### Short exercise
Change "Mark a point" to "Place a dot" throughout the lines below and keep everything else the same. Leave the pictures out of your answer.

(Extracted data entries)

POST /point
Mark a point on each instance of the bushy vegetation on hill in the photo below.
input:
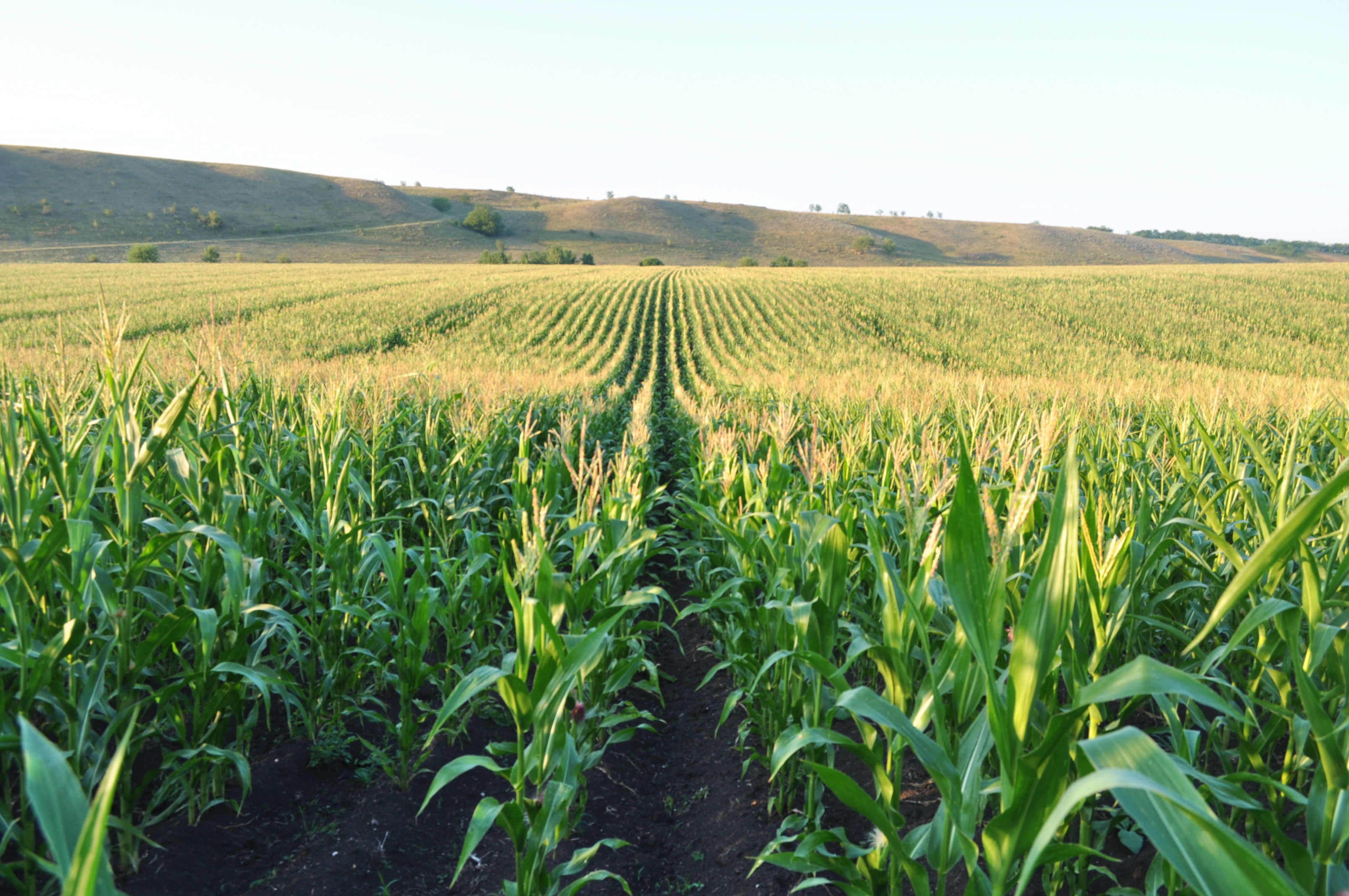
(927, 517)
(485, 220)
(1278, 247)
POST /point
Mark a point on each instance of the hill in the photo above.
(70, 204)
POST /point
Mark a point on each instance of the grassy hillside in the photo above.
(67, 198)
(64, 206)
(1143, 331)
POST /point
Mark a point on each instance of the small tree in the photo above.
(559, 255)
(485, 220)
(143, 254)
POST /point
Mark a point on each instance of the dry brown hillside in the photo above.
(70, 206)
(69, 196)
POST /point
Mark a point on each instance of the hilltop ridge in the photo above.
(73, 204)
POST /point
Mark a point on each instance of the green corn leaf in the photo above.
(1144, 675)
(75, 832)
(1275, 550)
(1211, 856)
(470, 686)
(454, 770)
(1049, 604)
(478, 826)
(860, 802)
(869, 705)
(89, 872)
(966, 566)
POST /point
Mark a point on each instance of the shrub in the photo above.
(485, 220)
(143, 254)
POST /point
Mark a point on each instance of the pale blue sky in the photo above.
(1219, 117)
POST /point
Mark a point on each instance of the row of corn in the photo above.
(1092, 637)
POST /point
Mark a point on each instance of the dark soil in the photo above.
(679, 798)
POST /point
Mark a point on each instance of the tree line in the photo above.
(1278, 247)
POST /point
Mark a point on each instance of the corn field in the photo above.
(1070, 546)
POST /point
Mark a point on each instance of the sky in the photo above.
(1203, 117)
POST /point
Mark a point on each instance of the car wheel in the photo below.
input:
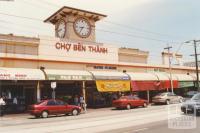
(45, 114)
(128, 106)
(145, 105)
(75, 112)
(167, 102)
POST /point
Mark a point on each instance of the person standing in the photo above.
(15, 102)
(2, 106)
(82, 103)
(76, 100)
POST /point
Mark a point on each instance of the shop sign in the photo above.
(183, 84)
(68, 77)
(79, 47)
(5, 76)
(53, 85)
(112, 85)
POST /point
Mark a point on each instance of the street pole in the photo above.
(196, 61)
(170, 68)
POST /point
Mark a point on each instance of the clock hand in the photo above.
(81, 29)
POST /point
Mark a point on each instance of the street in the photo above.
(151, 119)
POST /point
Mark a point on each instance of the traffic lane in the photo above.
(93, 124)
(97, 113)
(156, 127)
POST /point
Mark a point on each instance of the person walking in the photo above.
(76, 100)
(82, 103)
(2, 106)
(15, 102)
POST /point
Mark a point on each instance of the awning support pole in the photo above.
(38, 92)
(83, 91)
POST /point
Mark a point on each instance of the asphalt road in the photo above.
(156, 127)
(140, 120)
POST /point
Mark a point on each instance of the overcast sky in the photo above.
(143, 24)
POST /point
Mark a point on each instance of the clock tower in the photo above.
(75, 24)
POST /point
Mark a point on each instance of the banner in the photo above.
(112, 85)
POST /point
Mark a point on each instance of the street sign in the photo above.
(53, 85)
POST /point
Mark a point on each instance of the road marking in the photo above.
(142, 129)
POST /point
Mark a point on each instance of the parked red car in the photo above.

### Answer for this exercise
POST /point
Place a dot on each instance of the bushy vegetation on hill in the photo below.
input:
(927, 517)
(485, 220)
(1278, 247)
POST /point
Place a dot on each instance of the hill in the photo above.
(70, 204)
POST /point
Place a dot on each instance of the grassy hillside in the photo above.
(67, 198)
(64, 206)
(1143, 331)
POST /point
Place a dot on each instance of the small tree in the photo above.
(559, 255)
(485, 220)
(143, 254)
POST /point
Place a dot on each instance of the dry brown hillside in the photo above.
(70, 206)
(69, 196)
POST /point
Place a dot on each instance of the hilltop ridge in the photo above.
(73, 204)
POST /point
Place a dot on each instance of the green corn leaf in the photo above.
(1144, 675)
(75, 832)
(1275, 550)
(1211, 856)
(470, 686)
(454, 770)
(1049, 604)
(478, 826)
(860, 802)
(869, 705)
(89, 872)
(966, 566)
POST /point
Place a dot on each instance of the shrub in the photo above.
(485, 220)
(143, 254)
POST /point
Place a dot on each instance of the pale blue sky in the photo above.
(1219, 117)
POST /point
Place a dot on each instance of the row of corn in the photo above.
(1092, 637)
POST /point
Place a dot on each instance of the dark soil in the photo above.
(679, 798)
POST /point
Place a dot on each instance of the tree line in the photo above.
(1278, 247)
POST /point
Place a dot on each instance of the corn field in the photo above.
(1070, 546)
POST /point
Place a dot on each instance of the sky in the photo above.
(1203, 117)
POST /point
Place a dot on each instance of the car wheel in the photo below.
input:
(45, 114)
(128, 106)
(145, 105)
(75, 112)
(167, 102)
POST /point
Place a dot on each instance of the person standing in the photo above.
(15, 102)
(2, 106)
(82, 103)
(76, 100)
POST /point
Place a dot on each instance of the shop sign in the photo above.
(183, 84)
(68, 77)
(79, 47)
(5, 76)
(53, 85)
(112, 85)
POST /point
Place a dot on each instance of the street pole in the photo above.
(196, 61)
(170, 68)
POST /point
Place a dot on each instance of the clock hand in the photo above.
(81, 29)
POST /point
Place a dot on each instance of the street in the photo above.
(151, 119)
POST /point
Place a dot on each instance of the traffic lane in the photo above.
(93, 124)
(97, 113)
(156, 127)
POST /point
Place a dot on each instance of the person walking in the photo above.
(76, 100)
(82, 103)
(2, 106)
(15, 102)
POST /point
Place a dot on each instance of the awning support pole in the photo above.
(38, 92)
(83, 91)
POST /point
Place a dot on each instance of the asphalt road in the photo above.
(156, 127)
(140, 120)
POST /point
Place a dot on each instance of the overcast sky in the photo above.
(143, 24)
POST /point
Place a dot on each instance of the clock tower in the photo above.
(75, 24)
POST /point
Place a dot on each instance of the banner in the photo above.
(112, 85)
POST /point
Place a dot on each instance of the street sign in the photo above.
(53, 85)
POST /point
Place a dot on each instance of the road marking in the photo above.
(142, 129)
POST /point
Place a dot on each instance of the parked red car in the photo above.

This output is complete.